[[ RECORDS PROVIDED, beginning ]]

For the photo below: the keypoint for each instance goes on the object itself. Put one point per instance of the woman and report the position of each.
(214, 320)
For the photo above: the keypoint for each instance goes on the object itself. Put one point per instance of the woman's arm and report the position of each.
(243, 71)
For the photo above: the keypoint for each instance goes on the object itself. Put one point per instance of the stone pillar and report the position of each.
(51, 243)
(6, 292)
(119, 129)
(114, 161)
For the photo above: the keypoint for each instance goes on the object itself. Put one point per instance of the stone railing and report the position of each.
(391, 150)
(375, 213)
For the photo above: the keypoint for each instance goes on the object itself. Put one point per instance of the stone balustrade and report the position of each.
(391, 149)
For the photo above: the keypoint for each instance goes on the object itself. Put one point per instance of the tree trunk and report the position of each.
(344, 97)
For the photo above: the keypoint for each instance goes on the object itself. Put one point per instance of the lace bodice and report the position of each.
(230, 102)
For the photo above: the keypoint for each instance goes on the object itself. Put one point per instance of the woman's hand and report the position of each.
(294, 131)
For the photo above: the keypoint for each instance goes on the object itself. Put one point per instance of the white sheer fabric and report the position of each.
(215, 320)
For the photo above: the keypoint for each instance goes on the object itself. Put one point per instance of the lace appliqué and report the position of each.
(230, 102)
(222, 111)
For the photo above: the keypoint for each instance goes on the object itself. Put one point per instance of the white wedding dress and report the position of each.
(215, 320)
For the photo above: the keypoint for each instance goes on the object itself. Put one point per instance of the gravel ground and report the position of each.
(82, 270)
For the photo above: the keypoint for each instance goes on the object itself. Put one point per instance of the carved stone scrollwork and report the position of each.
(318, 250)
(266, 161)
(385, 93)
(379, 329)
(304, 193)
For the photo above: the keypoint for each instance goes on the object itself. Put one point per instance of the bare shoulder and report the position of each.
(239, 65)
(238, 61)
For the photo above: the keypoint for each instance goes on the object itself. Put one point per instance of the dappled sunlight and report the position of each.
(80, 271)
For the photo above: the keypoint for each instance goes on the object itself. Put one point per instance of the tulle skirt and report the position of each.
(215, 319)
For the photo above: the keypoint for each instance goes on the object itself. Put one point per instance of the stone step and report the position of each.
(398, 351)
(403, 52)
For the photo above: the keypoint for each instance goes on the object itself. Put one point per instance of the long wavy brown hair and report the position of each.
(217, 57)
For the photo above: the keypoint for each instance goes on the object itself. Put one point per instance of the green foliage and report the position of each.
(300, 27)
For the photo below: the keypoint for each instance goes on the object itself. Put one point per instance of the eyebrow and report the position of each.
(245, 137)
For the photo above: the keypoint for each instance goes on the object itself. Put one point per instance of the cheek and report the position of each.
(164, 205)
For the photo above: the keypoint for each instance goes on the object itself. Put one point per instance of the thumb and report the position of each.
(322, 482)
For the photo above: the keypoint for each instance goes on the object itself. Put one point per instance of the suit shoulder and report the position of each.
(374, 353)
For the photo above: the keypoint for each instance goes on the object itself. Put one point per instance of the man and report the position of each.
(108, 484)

[[ RECORDS PROVIDED, end ]]

■ **WHAT YOU SHOULD DO**
Return each entry exactly. Leave none out.

■ **EXPECTED ANSWER**
For the photo below: the keypoint for each instance goes on the object itself. Put one point per instance of the woman and report the position of each.
(214, 320)
For the photo above: the keypoint for each instance goes on the object itself. Put one point per instance of the woman's arm and report the position of each.
(243, 71)
For the photo above: the keypoint for each instance goes on the object itself. Put one point per instance of the stone pillar and report the position of each.
(51, 243)
(6, 292)
(119, 129)
(114, 161)
For the photo above: the keypoint for each instance goes on the object itself. Put one point per instance of the stone railing and report the position of each.
(391, 150)
(375, 213)
For the photo above: the keypoint for each instance goes on the object itself. Put one point per instance of the stone balustrade and report the position of each.
(391, 149)
For the photo above: the keypoint for each instance goes on the object itself. Put one point per instance of the tree trunk and report the position of each.
(344, 97)
For the photo above: the keypoint for each instance goes on the object itself. Put one point per instance of the lace bodice and report the position of each.
(230, 102)
For the photo above: the keypoint for each instance goes on the object itself. Put one point per instance of the woman's hand and report the position of each.
(294, 131)
For the photo above: the keypoint for each instance goes on the object itself. Put one point per instance of the white sheer fabric and report the position of each.
(215, 320)
For the photo above: the keypoint for each instance goes on the object itself. Put one point per instance of the lace appliqué and report the position of each.
(230, 102)
(222, 111)
For the photo above: the keypoint for each instance goes on the object itself. Put one point per instance of the white wedding dress and report the position of each.
(215, 320)
For the photo above: the keypoint for each instance goes on the object itself. Put one point per instance of the gravel ground and report the position of each.
(82, 270)
For the photo above: the keypoint for each instance goes on the object itself. Put one point per instance of the carved stone scrollwork and report the position of each.
(318, 250)
(266, 161)
(385, 93)
(379, 329)
(304, 193)
For the photo above: the keypoint for each instance goes on the object itself. Put one point per instance of the bare shoulder and report the position of each.
(239, 65)
(238, 61)
For the photo above: the keypoint for each instance goes on the object itself. Put one point per instance of the dappled sunlight and report the position of each.
(80, 271)
For the photo above: the keypoint for each instance goes on the object itself. Put one point per instance of the tulle skirt and report the position of each.
(215, 319)
For the photo above: the keypoint for each instance goes on the object itself. Put one point per instance of the stone step and report the position of each.
(398, 351)
(403, 52)
For the photo above: the keypoint for each instance goes on the object itself. Put one point per instance of the long wavy brown hair and report the position of each.
(217, 57)
For the photo above: the keypoint for each instance goes on the object itself. Put one point per instance of the green foliage and report the position of each.
(300, 27)
For the photo below: the keypoint for each instance goes on the object itself. Put one point per instance of the eyebrow and report the position of each.
(245, 137)
For the photo above: the keypoint for each instance goes on the object itself. Put one point per instance of the cheek and report the position of each.
(164, 205)
For the photo above: the keypoint for each instance goes on the object itself. Put one point per instance of the thumb and report the position of each.
(322, 482)
For the photo above: the keypoint for each instance goes on the object itself. Put one point per instance of the suit shoulder and report the position of each.
(374, 353)
For the photo above: the keypoint for each instance goes on the object itself. Put one point per instance of the man and report the position of each.
(108, 484)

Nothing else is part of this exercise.